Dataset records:
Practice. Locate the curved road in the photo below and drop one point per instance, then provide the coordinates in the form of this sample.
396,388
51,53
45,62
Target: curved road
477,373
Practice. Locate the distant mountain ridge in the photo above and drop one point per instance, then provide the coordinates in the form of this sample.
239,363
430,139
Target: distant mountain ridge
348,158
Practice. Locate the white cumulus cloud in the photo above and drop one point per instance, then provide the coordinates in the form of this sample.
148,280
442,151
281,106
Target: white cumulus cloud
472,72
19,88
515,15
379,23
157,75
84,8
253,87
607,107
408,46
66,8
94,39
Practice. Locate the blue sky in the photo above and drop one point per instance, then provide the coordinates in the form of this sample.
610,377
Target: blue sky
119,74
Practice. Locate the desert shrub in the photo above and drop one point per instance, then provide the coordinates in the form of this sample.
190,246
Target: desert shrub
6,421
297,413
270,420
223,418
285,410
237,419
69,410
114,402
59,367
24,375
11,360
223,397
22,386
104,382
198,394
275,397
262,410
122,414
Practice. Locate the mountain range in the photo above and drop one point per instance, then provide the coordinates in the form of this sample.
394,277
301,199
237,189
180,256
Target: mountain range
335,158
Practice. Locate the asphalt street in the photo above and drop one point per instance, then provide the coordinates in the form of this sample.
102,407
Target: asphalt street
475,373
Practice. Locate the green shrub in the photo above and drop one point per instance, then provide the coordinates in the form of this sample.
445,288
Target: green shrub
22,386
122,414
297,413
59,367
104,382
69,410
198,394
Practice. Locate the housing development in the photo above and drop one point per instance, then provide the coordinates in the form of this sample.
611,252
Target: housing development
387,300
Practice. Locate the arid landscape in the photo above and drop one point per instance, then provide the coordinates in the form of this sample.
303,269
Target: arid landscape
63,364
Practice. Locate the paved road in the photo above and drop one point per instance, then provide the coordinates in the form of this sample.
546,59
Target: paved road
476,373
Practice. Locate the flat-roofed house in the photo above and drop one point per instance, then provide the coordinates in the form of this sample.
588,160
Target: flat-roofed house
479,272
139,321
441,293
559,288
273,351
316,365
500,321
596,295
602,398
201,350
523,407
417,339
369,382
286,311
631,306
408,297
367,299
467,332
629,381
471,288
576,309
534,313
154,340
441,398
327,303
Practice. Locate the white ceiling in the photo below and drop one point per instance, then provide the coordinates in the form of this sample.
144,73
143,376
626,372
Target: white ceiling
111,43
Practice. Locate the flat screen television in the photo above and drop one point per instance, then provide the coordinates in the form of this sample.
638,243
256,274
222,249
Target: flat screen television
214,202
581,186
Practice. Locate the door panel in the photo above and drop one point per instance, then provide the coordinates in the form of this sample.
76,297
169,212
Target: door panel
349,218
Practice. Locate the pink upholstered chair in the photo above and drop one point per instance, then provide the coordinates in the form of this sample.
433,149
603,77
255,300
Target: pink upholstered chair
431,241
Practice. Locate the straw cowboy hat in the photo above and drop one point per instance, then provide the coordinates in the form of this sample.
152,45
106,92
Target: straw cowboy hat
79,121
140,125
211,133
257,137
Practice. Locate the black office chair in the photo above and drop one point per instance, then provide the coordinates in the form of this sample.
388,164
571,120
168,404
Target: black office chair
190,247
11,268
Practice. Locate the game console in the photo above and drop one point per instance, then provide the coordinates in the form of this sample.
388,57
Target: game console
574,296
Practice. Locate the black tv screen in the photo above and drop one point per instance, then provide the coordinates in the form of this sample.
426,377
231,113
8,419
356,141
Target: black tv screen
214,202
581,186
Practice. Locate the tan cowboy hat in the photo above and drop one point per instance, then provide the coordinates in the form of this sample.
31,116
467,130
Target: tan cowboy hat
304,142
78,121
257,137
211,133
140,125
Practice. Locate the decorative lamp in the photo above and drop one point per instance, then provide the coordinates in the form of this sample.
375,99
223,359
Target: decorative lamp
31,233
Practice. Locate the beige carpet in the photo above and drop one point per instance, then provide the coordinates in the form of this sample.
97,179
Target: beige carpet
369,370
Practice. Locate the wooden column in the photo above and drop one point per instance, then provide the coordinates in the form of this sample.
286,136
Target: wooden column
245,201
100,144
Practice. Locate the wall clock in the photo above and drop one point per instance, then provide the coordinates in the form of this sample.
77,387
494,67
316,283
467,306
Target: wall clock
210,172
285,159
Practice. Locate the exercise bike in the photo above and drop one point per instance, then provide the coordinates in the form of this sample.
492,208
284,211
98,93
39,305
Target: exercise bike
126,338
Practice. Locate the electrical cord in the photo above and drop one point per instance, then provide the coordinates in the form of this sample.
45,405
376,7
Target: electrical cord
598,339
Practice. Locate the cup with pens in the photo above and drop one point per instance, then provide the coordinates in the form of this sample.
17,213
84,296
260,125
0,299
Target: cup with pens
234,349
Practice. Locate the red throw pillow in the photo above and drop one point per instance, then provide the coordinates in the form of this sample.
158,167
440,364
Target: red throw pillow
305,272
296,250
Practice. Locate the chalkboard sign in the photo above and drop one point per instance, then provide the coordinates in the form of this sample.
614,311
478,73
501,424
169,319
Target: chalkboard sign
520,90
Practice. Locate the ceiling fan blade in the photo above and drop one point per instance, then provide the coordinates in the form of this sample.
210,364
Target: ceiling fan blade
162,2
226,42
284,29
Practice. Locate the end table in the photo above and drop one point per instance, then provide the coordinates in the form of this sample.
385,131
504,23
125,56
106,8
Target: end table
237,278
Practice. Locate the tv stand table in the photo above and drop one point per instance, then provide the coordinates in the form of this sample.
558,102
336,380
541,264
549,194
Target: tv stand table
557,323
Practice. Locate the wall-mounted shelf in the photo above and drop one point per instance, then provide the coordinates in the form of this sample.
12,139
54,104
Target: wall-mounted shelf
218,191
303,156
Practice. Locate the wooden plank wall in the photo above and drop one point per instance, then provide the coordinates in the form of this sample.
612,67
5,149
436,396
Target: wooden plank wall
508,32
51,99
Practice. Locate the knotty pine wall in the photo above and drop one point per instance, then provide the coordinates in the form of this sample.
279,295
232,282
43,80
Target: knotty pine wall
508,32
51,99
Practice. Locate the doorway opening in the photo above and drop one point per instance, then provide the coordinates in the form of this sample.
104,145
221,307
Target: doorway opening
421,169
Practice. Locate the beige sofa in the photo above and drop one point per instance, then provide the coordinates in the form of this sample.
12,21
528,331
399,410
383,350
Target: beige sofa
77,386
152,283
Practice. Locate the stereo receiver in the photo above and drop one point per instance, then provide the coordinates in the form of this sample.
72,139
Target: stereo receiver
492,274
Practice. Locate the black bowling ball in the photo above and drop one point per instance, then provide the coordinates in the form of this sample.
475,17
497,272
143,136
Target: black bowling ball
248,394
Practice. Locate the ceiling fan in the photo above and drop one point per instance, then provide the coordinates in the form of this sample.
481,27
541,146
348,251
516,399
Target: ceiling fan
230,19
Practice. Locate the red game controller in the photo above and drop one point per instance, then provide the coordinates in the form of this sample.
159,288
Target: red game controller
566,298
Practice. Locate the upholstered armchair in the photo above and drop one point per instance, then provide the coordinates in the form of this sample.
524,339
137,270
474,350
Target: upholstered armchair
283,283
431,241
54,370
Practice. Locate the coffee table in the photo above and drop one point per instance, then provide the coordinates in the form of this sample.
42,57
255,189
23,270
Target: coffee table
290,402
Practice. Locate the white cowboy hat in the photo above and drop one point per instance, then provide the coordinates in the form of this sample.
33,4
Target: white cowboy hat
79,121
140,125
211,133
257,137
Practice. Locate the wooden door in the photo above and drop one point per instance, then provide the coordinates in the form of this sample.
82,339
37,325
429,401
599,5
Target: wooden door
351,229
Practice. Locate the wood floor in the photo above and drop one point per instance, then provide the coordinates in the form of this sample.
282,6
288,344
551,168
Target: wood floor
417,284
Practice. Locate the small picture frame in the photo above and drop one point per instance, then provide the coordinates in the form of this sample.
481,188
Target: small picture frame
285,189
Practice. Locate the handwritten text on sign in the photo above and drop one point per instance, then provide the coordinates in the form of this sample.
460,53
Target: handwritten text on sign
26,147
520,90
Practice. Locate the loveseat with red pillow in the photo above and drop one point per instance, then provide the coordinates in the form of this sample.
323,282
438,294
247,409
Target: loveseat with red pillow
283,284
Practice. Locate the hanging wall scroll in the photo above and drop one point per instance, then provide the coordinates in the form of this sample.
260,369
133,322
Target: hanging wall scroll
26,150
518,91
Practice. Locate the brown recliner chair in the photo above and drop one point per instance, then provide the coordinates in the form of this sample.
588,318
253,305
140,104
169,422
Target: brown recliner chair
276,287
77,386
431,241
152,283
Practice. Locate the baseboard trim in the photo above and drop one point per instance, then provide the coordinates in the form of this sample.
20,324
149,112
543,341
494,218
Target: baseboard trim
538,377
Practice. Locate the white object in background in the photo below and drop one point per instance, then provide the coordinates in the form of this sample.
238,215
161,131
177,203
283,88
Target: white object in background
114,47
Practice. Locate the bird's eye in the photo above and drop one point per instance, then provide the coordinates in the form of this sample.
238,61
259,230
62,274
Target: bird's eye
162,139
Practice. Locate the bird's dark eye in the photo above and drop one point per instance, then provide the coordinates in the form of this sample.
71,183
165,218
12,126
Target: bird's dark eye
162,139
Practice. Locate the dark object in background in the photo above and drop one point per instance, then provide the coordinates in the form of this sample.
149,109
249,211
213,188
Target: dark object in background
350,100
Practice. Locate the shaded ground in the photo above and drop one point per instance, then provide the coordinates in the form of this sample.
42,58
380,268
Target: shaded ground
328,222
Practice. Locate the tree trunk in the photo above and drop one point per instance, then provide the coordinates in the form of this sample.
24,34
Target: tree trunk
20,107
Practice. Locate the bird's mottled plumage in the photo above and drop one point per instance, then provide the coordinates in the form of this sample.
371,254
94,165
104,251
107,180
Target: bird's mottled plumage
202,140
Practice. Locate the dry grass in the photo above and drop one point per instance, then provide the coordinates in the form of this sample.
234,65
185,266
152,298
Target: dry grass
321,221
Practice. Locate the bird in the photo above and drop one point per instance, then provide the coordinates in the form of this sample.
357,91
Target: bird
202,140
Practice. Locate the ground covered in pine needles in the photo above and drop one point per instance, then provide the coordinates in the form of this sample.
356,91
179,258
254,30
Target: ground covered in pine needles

## GIVEN EXERCISE
Copy exactly, and only, the lines from the one containing "Practice. Locate the bird's dark" through the last line of the listing.

## EXERCISE OUTPUT
Practice. Locate the bird's dark eye in the photo above and drop one point per instance, then provide the coordinates in the form of this sample.
71,183
165,218
12,126
Target: bird's dark eye
162,139
Practice. Locate the dark object in background in the photo above and drop one point per instance, then provide the coordinates in the form of this sample.
149,109
249,211
213,188
Target: dark object in background
350,100
Practice. Locate the shaded ground in the photo above and drop one point per instance, then provide the coordinates in the form of this sample.
42,58
380,268
Target: shaded ground
328,222
Practice. Locate the tree trunk in the photo above and drop one point per instance, then provide the coordinates in the form of this sample.
24,34
Target: tree trunk
20,107
Practice. Locate the bird's mottled plumage in the photo above and drop one point per instance, then provide the coordinates in the form of this sample.
371,254
94,165
104,251
107,180
Target: bird's mottled plumage
202,140
Practice. Locate the dry grass in the photo above and drop one point per instance, then provide the coordinates in the form of this sample.
234,65
185,266
152,298
Target: dry grass
321,221
Practice. Locate the bird in the photo above and drop one point per instance, then provide the coordinates in the form of this sample.
357,91
Target: bird
202,140
Practice. Locate the ground covered in pine needles in the photo above and drop one point per instance, then provide the coordinates in the form of this sample.
356,91
179,258
254,30
Target: ground covered in pine needles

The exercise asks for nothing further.